### [Written instruction]
Reproduce every entry exactly.

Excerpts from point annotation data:
⁂

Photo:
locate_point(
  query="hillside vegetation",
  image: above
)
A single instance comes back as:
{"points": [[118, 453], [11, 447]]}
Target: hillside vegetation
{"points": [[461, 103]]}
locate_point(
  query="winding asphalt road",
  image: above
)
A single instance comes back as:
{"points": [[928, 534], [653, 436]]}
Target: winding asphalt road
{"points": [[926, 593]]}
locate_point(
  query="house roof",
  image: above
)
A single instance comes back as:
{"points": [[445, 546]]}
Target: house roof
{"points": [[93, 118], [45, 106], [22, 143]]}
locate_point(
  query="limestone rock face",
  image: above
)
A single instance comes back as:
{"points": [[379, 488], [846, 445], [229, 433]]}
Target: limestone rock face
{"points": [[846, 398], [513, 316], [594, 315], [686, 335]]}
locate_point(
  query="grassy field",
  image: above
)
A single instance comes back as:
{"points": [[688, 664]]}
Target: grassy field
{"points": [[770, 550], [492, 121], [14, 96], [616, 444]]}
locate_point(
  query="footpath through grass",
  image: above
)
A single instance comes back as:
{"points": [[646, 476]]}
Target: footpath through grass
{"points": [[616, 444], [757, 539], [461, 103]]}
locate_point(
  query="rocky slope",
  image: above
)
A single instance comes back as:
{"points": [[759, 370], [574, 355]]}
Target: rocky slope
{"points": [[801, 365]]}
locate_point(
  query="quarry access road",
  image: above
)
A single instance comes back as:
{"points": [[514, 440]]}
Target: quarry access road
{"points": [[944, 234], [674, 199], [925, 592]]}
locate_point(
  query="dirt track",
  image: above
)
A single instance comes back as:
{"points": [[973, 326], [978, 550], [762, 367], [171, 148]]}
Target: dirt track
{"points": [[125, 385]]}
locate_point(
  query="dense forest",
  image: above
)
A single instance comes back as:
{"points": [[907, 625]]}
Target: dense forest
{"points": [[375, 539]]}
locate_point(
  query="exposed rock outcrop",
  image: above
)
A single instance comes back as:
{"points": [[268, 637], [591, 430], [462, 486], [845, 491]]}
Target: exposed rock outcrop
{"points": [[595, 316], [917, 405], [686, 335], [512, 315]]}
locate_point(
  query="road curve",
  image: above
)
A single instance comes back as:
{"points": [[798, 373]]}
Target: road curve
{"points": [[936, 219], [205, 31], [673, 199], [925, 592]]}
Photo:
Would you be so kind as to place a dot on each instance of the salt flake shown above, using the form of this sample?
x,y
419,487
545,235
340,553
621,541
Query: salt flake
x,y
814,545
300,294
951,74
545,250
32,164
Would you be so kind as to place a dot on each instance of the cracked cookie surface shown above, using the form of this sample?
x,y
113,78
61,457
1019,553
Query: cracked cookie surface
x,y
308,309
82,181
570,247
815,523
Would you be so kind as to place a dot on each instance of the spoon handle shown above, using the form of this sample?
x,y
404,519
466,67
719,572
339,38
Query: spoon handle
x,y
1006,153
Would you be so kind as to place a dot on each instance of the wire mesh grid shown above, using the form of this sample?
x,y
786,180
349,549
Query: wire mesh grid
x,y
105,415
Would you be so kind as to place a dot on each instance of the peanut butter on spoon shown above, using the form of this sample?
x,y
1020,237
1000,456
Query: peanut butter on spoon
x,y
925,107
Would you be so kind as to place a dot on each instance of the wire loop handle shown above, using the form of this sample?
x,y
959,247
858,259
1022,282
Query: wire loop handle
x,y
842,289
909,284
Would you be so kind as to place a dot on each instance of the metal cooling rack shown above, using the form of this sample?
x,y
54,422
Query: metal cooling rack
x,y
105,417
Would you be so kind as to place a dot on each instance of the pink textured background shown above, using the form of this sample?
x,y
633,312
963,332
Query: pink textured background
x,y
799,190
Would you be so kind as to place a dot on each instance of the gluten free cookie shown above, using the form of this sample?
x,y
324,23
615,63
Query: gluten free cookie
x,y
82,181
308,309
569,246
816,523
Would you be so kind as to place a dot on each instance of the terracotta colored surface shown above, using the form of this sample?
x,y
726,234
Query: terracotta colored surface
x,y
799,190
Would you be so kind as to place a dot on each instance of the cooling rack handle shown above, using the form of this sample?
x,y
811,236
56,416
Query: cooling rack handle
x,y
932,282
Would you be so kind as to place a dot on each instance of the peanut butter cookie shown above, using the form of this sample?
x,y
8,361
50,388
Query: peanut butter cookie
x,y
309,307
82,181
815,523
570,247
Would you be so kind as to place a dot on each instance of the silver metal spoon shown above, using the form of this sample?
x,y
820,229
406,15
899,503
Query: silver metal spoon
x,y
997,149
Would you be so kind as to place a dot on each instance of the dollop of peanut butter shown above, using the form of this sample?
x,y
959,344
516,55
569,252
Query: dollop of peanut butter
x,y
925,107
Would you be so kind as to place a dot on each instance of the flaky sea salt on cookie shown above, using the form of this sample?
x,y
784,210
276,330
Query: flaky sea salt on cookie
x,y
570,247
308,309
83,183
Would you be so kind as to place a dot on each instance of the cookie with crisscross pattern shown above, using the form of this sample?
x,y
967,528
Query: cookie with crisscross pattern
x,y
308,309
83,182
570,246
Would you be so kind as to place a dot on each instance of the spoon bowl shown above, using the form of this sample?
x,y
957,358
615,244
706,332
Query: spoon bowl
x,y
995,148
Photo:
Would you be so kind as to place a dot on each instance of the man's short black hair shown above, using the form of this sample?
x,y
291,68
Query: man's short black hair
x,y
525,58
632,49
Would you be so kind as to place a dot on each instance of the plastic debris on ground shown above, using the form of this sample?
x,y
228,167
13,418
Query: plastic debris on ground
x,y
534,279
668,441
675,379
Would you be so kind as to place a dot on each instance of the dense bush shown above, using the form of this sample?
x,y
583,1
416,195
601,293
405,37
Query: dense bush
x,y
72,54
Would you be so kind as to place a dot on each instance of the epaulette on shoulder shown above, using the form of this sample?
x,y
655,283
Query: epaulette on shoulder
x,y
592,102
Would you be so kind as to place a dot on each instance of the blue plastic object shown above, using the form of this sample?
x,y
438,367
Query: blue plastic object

⁂

### [Solution for this task]
Photo:
locate_point(
  query="hillside vegetation",
  image: above
)
A single instance comes back as:
{"points": [[118, 453], [11, 447]]}
Target: hillside vegetation
{"points": [[461, 103]]}
locate_point(
  query="winding asphalt road",
  image: above
)
A single instance comes back as:
{"points": [[928, 534], [653, 436]]}
Target: winding asphalt road
{"points": [[926, 593]]}
locate_point(
  query="house roof",
  image: above
)
A single instance comes back as:
{"points": [[445, 546]]}
Target: house roof
{"points": [[93, 118], [45, 106], [22, 143]]}
locate_point(
  query="limestone rock face",
  image: above
)
A single instance comes back as:
{"points": [[379, 488], [846, 445], [229, 433]]}
Target: limestone rock face
{"points": [[846, 398], [513, 316], [594, 315], [686, 335]]}
locate_point(
  query="grassy field",
  image: above
)
A single instance comes back as:
{"points": [[688, 664]]}
Target: grassy field
{"points": [[770, 550], [492, 121], [14, 96], [616, 444]]}
locate_point(
  query="footpath through grass",
  image: above
)
A single instance comes back as:
{"points": [[646, 476]]}
Target: footpath through grass
{"points": [[616, 444], [757, 539], [461, 103]]}
locate_point(
  query="rocky slope",
  image: above
)
A single instance comes back as:
{"points": [[759, 370], [574, 355]]}
Target: rocky slope
{"points": [[801, 365]]}
locate_point(
  query="quarry access road",
  image: above
)
A single instance comes back as:
{"points": [[514, 440]]}
Target: quarry access road
{"points": [[944, 234], [674, 199], [925, 592]]}
locate_point(
  query="dirt track",
  image: above
)
A single instance comes back as:
{"points": [[973, 326], [978, 550], [762, 367], [171, 148]]}
Target: dirt track
{"points": [[125, 385]]}
locate_point(
  query="dense forest",
  image: above
)
A single instance comes back as:
{"points": [[907, 625]]}
Target: dense forest
{"points": [[375, 539]]}
locate_point(
  query="exposed rock outcrop",
  image: above
)
A single instance comes back as:
{"points": [[268, 637], [591, 430], [462, 486], [845, 491]]}
Target: exposed rock outcrop
{"points": [[595, 316], [917, 405], [686, 335], [512, 315]]}
locate_point(
  query="road curve",
  image: above
)
A single instance comes back as:
{"points": [[798, 373]]}
Target: road curve
{"points": [[936, 219], [205, 31], [673, 199], [925, 592]]}
Photo:
Would you be so kind as to place a dot on each instance of the salt flake shown above, using the form of this sample?
x,y
419,487
545,235
340,553
621,541
Query: salt flake
x,y
814,545
300,294
951,74
545,250
32,164
Would you be so kind as to place a dot on each instance of the cracked cookie surface shown above, using the form of this sample?
x,y
113,78
61,457
1019,553
Query: cracked cookie surface
x,y
308,309
82,181
570,247
815,523
Would you be so kind as to place a dot on each instance of the spoon handle shown above, using the form of this sample?
x,y
404,519
466,67
719,572
339,38
Query: spoon handle
x,y
1006,153
Would you be so kind as to place a dot on each instance of the wire mesh grid shown above, using the form of this sample?
x,y
786,180
349,549
Query: wire mesh grid
x,y
105,415
Would you be so kind as to place a dot on each instance of the peanut butter on spoon shown above, using the form of this sample?
x,y
1020,237
1000,456
Query: peanut butter on spoon
x,y
925,107
Would you be so kind as to place a dot on each instance of the wire loop handle shown above, using the form of this sample?
x,y
959,247
858,259
1022,282
Query: wire loop handle
x,y
842,289
909,284
Would you be so kind as to place a dot on each instance of the metal cooling rack shown above, using the form of this sample?
x,y
54,422
Query: metal cooling rack
x,y
105,417
Would you be so kind as to place a dot on each instance of the pink textured background shown above, using the form of this sample?
x,y
633,312
963,332
Query: pink textured background
x,y
799,190
Would you be so kind as to place a dot on each instance of the gluten free cookie shown above, using the form of this sample?
x,y
324,23
615,63
Query: gluten free cookie
x,y
82,181
308,309
569,246
816,523
Would you be so kind as to place a dot on each instance of the terracotta colored surface shown above, using the form of this sample?
x,y
726,234
Query: terracotta colored surface
x,y
799,190
Would you be so kind as to place a dot on each instance of the cooling rack handle shown above, using the form of this sample?
x,y
811,236
56,416
Query: cooling rack handle
x,y
932,282
Would you be so kind as to place a dot on each instance of the peanut butter cookie shown above, using the form of this sample?
x,y
8,361
50,388
Query: peanut butter cookie
x,y
309,307
82,181
815,523
570,247
Would you be so kind as to place a dot on each instance of the silver metal spoon shown above, using the form of this sample?
x,y
820,229
406,15
899,503
Query: silver metal spoon
x,y
997,149
Would you be so kind as to place a dot on each instance of the dollop of peanut butter shown above, using the form of this sample?
x,y
959,344
516,55
569,252
Query: dollop of peanut butter
x,y
925,107
Would you be so kind as to place a dot on each instance of the flaky sea salt on cookie shown above, using the form of this sample?
x,y
784,210
276,330
Query: flaky sea salt on cookie
x,y
570,247
308,309
83,183
Would you be so kind as to place a dot on each instance of the cookie with crisscross pattern shown above, using the form of this sample?
x,y
967,528
Query: cookie with crisscross pattern
x,y
308,309
83,182
570,246
Would you be so kind as to place a dot on each instance of the spoon bowl shown above, using the form of this sample?
x,y
957,358
615,244
706,332
Query: spoon bowl
x,y
995,148
Photo:
Would you be so kind as to place a dot on each instance of the man's short black hair shown above, using the form of this sample?
x,y
291,68
Query: man's short black hair
x,y
525,58
632,49
Would you be so kind as to place a dot on each instance of the plastic debris on ground shown above, using the form of this sample?
x,y
228,167
13,418
Query: plastic debris on ground
x,y
534,279
668,441
675,379
Would you be so kind as to place a dot on each instance of the dense bush shown above, using the form of this sample?
x,y
583,1
416,195
601,293
405,37
Query: dense bush
x,y
72,54
Would you be so kind as to place a dot on each instance of the epaulette on shoulder shown above, using the form of this sample?
x,y
655,283
Query: epaulette on shoulder
x,y
592,102
Would you be so kind as to place a dot on each instance of the blue plastic object shown above, using the form of this sample?
x,y
438,367
Query: blue plastic object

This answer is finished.